**Work instructions:**
Every line below must be copied as written, except for pictures.

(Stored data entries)
+-------+

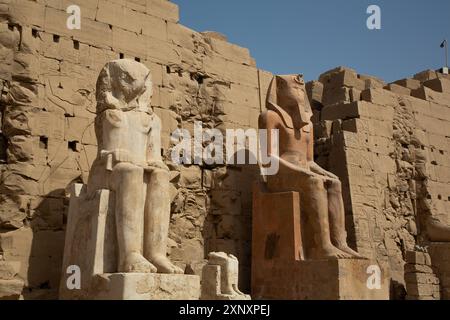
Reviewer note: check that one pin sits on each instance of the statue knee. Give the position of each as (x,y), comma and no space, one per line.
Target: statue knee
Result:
(335,186)
(127,169)
(160,174)
(316,183)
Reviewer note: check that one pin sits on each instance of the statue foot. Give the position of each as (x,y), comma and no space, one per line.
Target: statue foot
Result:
(331,253)
(136,263)
(164,265)
(355,255)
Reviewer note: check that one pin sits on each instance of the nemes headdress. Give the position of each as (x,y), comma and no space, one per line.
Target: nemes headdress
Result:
(276,101)
(124,84)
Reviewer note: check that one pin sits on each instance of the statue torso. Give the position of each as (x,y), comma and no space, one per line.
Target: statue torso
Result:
(128,131)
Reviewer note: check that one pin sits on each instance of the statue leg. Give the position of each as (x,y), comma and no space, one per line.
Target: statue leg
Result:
(317,207)
(127,184)
(156,222)
(336,214)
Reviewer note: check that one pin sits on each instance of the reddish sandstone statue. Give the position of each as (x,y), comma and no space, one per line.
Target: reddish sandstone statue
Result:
(321,204)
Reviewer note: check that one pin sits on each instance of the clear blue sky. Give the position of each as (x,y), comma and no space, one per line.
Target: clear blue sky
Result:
(312,36)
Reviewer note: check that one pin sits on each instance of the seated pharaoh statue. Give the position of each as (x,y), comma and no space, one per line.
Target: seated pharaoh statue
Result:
(119,222)
(321,204)
(129,164)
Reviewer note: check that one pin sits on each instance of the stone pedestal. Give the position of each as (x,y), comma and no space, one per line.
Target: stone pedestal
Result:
(440,260)
(318,280)
(279,268)
(91,246)
(139,286)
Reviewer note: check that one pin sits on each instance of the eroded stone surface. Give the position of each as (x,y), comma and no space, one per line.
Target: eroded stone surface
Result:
(220,278)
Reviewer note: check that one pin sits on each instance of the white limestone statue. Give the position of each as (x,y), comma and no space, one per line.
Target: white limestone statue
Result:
(129,164)
(220,278)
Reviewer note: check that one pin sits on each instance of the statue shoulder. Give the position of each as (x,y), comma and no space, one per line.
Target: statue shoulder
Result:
(269,119)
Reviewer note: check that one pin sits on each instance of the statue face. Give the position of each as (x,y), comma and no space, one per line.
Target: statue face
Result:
(125,84)
(292,98)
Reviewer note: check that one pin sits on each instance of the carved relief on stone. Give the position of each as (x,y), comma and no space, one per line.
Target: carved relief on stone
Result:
(321,204)
(220,278)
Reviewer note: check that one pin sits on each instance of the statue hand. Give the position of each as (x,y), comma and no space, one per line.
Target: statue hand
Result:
(157,165)
(119,155)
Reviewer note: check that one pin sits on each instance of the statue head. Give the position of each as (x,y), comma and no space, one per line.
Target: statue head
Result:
(126,85)
(287,97)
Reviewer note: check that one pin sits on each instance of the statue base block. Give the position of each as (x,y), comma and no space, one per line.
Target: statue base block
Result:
(141,286)
(440,260)
(343,279)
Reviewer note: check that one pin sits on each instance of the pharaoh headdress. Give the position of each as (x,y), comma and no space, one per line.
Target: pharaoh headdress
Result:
(274,101)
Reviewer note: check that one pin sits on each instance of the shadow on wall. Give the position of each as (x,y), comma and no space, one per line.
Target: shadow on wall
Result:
(228,224)
(47,246)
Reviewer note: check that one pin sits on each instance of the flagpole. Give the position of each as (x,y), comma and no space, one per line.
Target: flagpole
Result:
(446,53)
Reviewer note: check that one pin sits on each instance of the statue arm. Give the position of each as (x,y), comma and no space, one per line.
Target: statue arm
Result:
(154,158)
(270,121)
(314,167)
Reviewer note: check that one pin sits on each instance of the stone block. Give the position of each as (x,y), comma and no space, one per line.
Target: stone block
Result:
(425,75)
(380,96)
(411,84)
(140,286)
(11,289)
(163,9)
(428,94)
(439,85)
(415,257)
(230,51)
(398,89)
(28,12)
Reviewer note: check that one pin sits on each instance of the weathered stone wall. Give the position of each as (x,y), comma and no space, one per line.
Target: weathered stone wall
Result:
(47,139)
(390,145)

+-------+

**Result below:**
Reviewer note: check that one pin sits on each instance of the statue knee. Give the position of each as (x,y), comma and no space, one per line.
Target: statue knee
Result:
(335,186)
(127,169)
(160,174)
(316,183)
Reviewer note: check that one pin sits on each instance of the statue foot. Give the position of each as (x,y), comma and no space, one per line.
Target: statue foot
Result:
(331,253)
(136,263)
(164,265)
(355,255)
Reviewer note: check that one pin sits on each instance of the nemes headdress. Give the position of each as (x,y), comma and no space, one per line.
Target: nemes headdress
Result:
(276,101)
(124,84)
Reviewer note: check that one pin sits on each instance of the statue torso. Give the position of each as (x,y), comma and no space, one per line.
Target: statue torso
Result:
(128,131)
Reviewer note: check that one pin sits on each instance of the statue leg. Give the position of each as (x,y), comma and no space, one per line.
Target: statue leg
Result:
(317,207)
(127,184)
(156,222)
(336,214)
Reviewer note: check that one pin sits on each instance of the reddish sandstone statue. Give the position of each as (x,y), comma and no space, one per line.
Target: reddish sandstone statue
Result:
(321,204)
Reviewer note: check that one pin sits on each instance of the clear blue sky. Give the position of each as (x,y), comma and no space, one per line.
Target: clear blue sky
Result:
(312,36)
Reviewer note: check that one pin sits on each instance of the seated pharaoh statue. Give the position of each as (x,y), comma and no space, one per line.
Target: seated pharaoh statue
Result:
(119,222)
(321,204)
(129,164)
Reviewer note: check that one pin sits on each instance of the stone pedestal. Give the position of each as (x,y), comma and no space, one per line.
Target: stone pedestal
Result:
(440,260)
(318,280)
(279,268)
(91,246)
(139,286)
Reviewer note: check that one pin sits on each instance of the eroded stone surface. Give the position of each as (x,y), comma and no space, one per line.
Target: eroded stone surface
Result:
(220,278)
Reviewer note: check that one pin sits on each instance of the white limestone statue. Give the position of each as (x,y), comma and no space, one per line.
Target: white limestone statue
Result:
(129,164)
(220,278)
Reviewer note: check that one pin sits on each instance of the statue shoulder. Give the position of each as (x,y), comma and no space, one per line.
Target: statue shoulder
Result:
(269,119)
Reviewer note: check that one pin sits on each instance of the statue face. Give the position of each as (x,y), comma and no space, one per line.
Target: statue face
Result:
(125,84)
(292,98)
Reviewer note: check that one pin sits on each instance of the carved relief on stone. Give the position of each as (x,y), comma and no space, one per line.
Target: carved relief on stone
Result:
(321,204)
(220,278)
Reviewer note: check that one pin sits on each instance of the statue hand. Give the position of each as (x,y), comma and no space, one per line.
Target: statue hand
Result:
(157,165)
(119,155)
Reviewer note: check that one pin sits on each instance of the statue head. Give the position of each as (x,y), comma and no space, one per line.
Target: statue head
Result:
(126,85)
(287,97)
Reviewer note: check that one pin sits on each instance of the statue base block. Give the position of each as (x,y), comma and no space, one per line.
Target: statue base block
Result:
(141,286)
(440,260)
(343,279)
Reviewer note: check that one pin sits on each instance of the pharaoh headdress. Give the position of each as (x,y), comma and no space, one per line.
Target: pharaoh headdress
Result:
(274,101)
Reviewer note: check that one pin sits on each instance of the shadow on wall. Give the position of each as (x,y), comma and no space, one per line.
Target: shadow on wall
Result:
(228,224)
(47,246)
Reviewer note: check that one pin sits on each instance of the flagpole. Give the position of each as (x,y), comma and no space, one per line.
Target: flagpole
Result:
(446,53)
Reviewer note: check that one pin sits on each instance of the statue arm. Give the position of each as (x,y), comma and no space, one per line.
Target: statue arm
Result:
(154,158)
(270,121)
(314,167)
Reviewer note: check that one pin sits on each instance of the stone block. Give the position of each as (x,y), comma and no space, one per line.
Target: stone block
Result:
(425,75)
(380,96)
(411,84)
(140,286)
(11,289)
(163,9)
(428,94)
(439,85)
(415,257)
(230,51)
(398,89)
(28,12)
Reviewer note: check that one pin sits on each instance of the weathered stone wall. Give the position of each as (x,y), comma and no space, one per line.
Target: weathered stone wall
Result:
(47,139)
(390,145)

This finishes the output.